::: Text provided :::

When, I met Mr. Yee, the first thing out of his mouth was "I'm on your side". I'm guessing on the advise of Security/Nissan and Towson Ford Body shop expert there was no damage on the vehicle. That was the first thing said after everyone showed up. Next the bottom of the Unibody frame was measured, and Jean Worth said the frame was straight, except for the center of the frame was pushed back about 5mm on either side, they said this was due to the factory. The rust on the fender and the bolts was going to be a warranty issue. I ask them to remove the fender, and they declined, stating that I was trying to find damage that wasn't there. So, my father and I left with the car, felling that we both have been lied to. Also, this was the last I heard from the Factory Rep and the Dealership.

On Wednesday, August 13th, 2003, I called my insurance company Geico, to see if they could look at the car. They said, that they would and proceeded to setup and appointment with one of their Claims Adjusters, at their Towson , Maryland facility on Saturday, August 16, 2003. To see the quote from Geico, please click here.

:::

Description of the task:
Carry on the account of the disputed car inspection by writing what comes after its last sentence.

::: Provided material :::

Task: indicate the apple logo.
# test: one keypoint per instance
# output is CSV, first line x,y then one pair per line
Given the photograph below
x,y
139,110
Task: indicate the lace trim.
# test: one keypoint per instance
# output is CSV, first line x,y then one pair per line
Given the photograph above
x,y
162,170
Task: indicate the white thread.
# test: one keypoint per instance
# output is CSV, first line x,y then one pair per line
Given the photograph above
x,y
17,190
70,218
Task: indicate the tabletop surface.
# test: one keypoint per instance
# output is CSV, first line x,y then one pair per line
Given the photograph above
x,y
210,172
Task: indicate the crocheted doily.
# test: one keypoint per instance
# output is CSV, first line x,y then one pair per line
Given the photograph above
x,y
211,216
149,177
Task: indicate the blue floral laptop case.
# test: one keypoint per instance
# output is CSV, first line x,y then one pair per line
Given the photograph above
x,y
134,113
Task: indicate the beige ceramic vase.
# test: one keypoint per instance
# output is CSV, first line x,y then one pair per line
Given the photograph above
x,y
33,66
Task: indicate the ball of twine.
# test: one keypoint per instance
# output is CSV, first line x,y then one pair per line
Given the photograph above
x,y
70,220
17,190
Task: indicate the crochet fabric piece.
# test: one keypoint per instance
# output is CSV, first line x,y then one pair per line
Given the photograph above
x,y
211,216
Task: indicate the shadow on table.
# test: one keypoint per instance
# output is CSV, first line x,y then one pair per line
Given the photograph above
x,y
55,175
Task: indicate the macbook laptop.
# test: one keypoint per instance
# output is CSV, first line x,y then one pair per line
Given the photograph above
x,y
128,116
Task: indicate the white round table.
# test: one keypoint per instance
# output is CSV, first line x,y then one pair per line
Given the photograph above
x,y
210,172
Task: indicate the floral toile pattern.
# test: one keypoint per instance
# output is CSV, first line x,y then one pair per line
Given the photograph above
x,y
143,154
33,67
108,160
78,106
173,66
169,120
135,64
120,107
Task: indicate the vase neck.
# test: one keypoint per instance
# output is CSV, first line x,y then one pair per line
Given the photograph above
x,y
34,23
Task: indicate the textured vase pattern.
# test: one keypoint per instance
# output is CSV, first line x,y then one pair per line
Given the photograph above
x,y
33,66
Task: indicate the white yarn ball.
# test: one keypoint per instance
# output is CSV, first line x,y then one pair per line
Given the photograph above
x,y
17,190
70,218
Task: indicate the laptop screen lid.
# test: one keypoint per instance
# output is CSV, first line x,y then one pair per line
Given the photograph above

:::

Output for this task:
On Saturday, Adjuster Brenda Terry-Hines looked at the vehicle, and she saw all of the visual damage on the vehicle. From the extent of the damage, she could not believe that the frame was straight. I proceeded to give this information to my Nissan Customer Rep. That was the last I heard from the Factory Rep and the Dealership.

On Friday September 5th, 2003, I call Les Yee, the Nissan Factory Rep. I told him what Geico found , and then he got defensive, by saying that he has dealt with people like me, that try to find damage that isn't there, and that the Geico isn't certified to say what is wrong with the vehicle; and Nissan USA Corporate has lawyers to deal with people like me. After that I called Geico to see what local area collision center have a Laser frame measuring tool. Geico told me they don't know of any off hand, and look in a phonebook.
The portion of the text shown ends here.